Transportes: para quê e para quem?

Defender que a câmara municipal seja parte da gestão dos transportes é quase uma dedução lógica.

O Governo tem prosseguido uma política de destruição dos transportes públicos. Os resultados estão à vista: na Carris, no final de 2013, registava-se uma queda de 26,5% no número de passageiros, de 20,7% nos quilómetros percorridos e de um em cada cinco postos de trabalho. Há ainda menos 15 carreiras, 120 autocarros e elétricos. A tudo isso a CML disse que sim, embora, em alguns casos (poucos), o cenário pudesse ter sido ainda pior.

À degradação das condições em que o serviço é prestado junta-se o inaudito aumento das tarifas. A receita média por passageiro subiu 54,8% nos autocarros e 107,1% nos elétricos. Com isto, o Governo conseguiu o “sucesso” de um resultado operacional marginalmente positivo.

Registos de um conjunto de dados
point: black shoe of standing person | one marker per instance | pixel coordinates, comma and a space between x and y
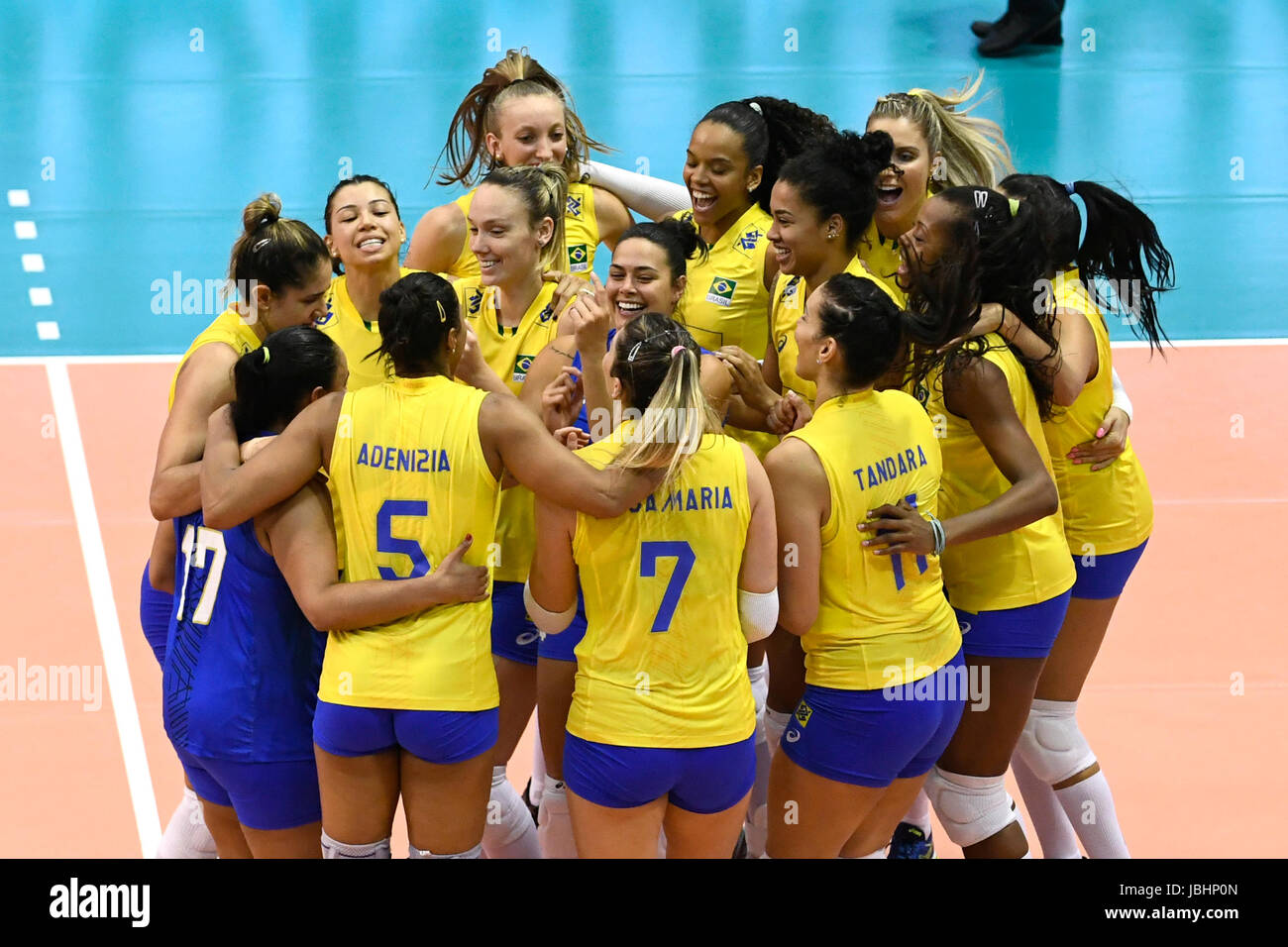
1022, 24
1050, 38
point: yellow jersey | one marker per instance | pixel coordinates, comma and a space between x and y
581, 234
355, 335
510, 351
664, 661
1109, 510
1018, 569
230, 329
725, 300
883, 620
411, 480
789, 304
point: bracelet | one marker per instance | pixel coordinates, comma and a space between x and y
940, 536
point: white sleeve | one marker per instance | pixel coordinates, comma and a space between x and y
1121, 399
649, 196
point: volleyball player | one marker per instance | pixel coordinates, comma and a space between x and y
411, 707
661, 729
282, 266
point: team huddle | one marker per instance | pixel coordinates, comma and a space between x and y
809, 519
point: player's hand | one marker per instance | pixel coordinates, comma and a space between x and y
898, 528
456, 581
590, 318
1109, 442
567, 285
562, 398
572, 438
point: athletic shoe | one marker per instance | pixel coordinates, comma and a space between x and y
910, 841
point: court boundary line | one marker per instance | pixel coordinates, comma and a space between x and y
106, 620
147, 359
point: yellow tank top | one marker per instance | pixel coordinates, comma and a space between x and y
664, 661
725, 300
411, 480
790, 295
883, 621
1109, 510
230, 329
1018, 569
581, 234
509, 352
353, 334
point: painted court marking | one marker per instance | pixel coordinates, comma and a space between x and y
124, 707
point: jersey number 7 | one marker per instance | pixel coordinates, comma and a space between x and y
684, 558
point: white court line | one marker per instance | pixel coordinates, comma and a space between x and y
120, 688
176, 356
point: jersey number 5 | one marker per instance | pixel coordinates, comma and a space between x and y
390, 544
684, 560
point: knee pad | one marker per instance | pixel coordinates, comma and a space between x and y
971, 808
342, 849
1051, 742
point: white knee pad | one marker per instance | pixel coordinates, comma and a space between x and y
971, 808
1051, 742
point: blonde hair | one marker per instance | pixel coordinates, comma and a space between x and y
544, 191
516, 75
662, 367
973, 149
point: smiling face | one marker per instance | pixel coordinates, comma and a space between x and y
528, 131
295, 305
505, 244
716, 174
364, 228
927, 239
639, 279
902, 189
798, 235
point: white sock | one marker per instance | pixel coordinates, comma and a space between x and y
1090, 806
509, 831
1051, 825
185, 835
539, 770
554, 823
918, 813
342, 849
758, 814
776, 722
412, 852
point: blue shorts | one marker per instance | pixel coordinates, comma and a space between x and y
434, 736
1108, 575
875, 737
265, 795
703, 780
1024, 631
562, 646
513, 633
155, 608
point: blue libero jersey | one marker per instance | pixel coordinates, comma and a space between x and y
243, 663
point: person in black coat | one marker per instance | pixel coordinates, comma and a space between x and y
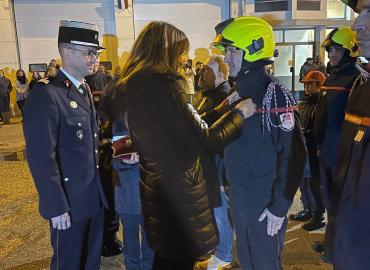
61, 133
343, 52
179, 184
351, 247
310, 187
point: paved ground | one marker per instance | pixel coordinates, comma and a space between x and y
24, 237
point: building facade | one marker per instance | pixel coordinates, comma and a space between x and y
28, 28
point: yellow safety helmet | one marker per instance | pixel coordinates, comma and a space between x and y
251, 34
344, 37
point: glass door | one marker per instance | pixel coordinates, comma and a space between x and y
291, 55
283, 63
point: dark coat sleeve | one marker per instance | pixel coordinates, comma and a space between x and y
223, 131
291, 159
10, 86
41, 134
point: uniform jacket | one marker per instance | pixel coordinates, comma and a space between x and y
208, 99
60, 129
307, 111
352, 236
266, 165
179, 179
330, 111
5, 86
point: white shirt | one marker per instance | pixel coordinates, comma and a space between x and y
73, 80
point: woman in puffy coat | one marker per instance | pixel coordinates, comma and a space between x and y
179, 184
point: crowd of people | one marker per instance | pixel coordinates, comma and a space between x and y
186, 160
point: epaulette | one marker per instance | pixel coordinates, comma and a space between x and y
43, 81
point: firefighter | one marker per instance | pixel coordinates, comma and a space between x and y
343, 51
265, 164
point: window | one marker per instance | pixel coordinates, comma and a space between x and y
308, 5
336, 9
270, 5
307, 35
278, 36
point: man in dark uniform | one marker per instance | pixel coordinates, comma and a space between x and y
61, 133
98, 82
343, 52
264, 166
351, 247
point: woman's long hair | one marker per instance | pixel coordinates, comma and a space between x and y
158, 48
21, 78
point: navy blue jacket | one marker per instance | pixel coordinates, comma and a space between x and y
60, 129
352, 201
266, 165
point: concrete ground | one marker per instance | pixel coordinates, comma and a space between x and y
24, 237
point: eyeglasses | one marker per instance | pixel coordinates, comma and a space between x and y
89, 53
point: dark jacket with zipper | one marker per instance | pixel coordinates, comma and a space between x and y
267, 166
330, 111
209, 99
179, 183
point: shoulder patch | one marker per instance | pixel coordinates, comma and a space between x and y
43, 81
287, 121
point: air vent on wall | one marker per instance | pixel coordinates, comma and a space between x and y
270, 5
308, 5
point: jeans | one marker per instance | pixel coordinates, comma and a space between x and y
137, 256
224, 248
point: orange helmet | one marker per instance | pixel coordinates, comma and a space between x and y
314, 76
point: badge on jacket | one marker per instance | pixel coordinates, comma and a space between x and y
287, 121
79, 134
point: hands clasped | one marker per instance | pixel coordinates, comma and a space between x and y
61, 222
134, 158
274, 223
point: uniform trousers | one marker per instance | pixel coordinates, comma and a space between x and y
327, 173
256, 249
78, 247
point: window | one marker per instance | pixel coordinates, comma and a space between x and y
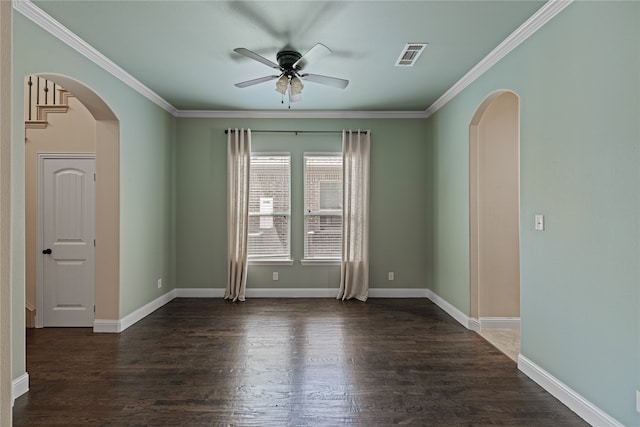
322, 206
269, 206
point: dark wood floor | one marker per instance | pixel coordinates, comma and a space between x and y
281, 362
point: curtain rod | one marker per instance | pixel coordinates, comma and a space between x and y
296, 131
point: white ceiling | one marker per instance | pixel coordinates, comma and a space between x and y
183, 50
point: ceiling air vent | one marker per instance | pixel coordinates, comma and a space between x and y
410, 54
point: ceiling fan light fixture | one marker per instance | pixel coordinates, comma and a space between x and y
296, 87
282, 84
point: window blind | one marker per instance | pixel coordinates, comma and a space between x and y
269, 206
322, 206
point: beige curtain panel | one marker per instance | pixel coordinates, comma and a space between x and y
354, 277
238, 161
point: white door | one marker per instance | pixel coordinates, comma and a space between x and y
68, 246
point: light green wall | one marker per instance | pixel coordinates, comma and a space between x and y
146, 175
398, 204
578, 80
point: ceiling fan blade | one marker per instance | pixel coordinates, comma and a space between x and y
325, 80
256, 81
315, 53
256, 57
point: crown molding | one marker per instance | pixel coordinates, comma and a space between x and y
549, 10
55, 28
300, 114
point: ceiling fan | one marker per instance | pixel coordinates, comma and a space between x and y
291, 64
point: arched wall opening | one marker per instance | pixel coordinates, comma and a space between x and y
107, 231
494, 217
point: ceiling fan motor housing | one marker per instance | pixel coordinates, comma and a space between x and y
286, 59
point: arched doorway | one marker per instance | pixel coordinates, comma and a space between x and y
494, 204
107, 188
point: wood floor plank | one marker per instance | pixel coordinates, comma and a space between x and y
281, 362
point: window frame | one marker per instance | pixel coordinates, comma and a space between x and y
272, 259
328, 213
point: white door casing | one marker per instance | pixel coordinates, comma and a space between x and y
66, 227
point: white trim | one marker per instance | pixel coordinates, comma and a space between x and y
397, 293
300, 293
574, 401
259, 261
55, 28
300, 114
499, 323
321, 262
549, 10
292, 293
19, 386
200, 293
117, 326
107, 326
452, 311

= Tarefas escritas =
• 1. Seleciona todas as linhas da listagem que contêm a palavra "court" e copia-as. As maiúsculas e minúsculas contam.
• 2. Escreve a continuação do texto sobre os transportes públicos, a partir da última frase apresentada.

= Respostas por tarefa =
• 1.
point: court boundary line | one marker per instance | pixel coordinates, comma and a space between x and y
point: painted court marking | one marker per instance | pixel coordinates, comma and a space between x and y
point: white court line | one marker per instance | pixel coordinates, comma and a space between x and y

• 2.
Mas os resultados líquidos saíram furados: -7,6 milhões de euros na Carris; -15,3 milhões no Metropolitano de Lisboa. Erro na “magia”? Nada disso, antes o efeito tóxico dos bem conhecidos contratos swaps.

Mesmo assim, o Governo não desistiu de enganar os incautos. O secretário de Estado dos Transportes sustenta que “o Governo optou pela concessão das empresas, porque era uma questão de sobrevivência”. Nada mais falso. Os swaps provam o contrário.

Outra falsidade: “As indemnizações compensatórias vão desaparecer com a concessão a privados.” Num país em que as “rendas garantidas” abundam e se reproduzem, esta anedota não resiste um parágrafo.

Surpreende que António Costa não responda ao Governo quando este diz que “a proposta da câmara tem de ser mais vantajosa do que o privado”. É normal que a câmara seja comparada com os 13 concorrentes que estão em linha para a concessão? Cremos que não. Nesta matéria, a verdadeira escolha é entre democracia e mercado. O Governo olha para essa escolha do lado do “mercado”, ou seja, do “quem dá mais”. António Costa deveria responder que a democracia vem primeiro. Isso significa que, quando se pensa e decide sobre uma cidade, deve-se incluir o acesso dos cidadãos aos transportes.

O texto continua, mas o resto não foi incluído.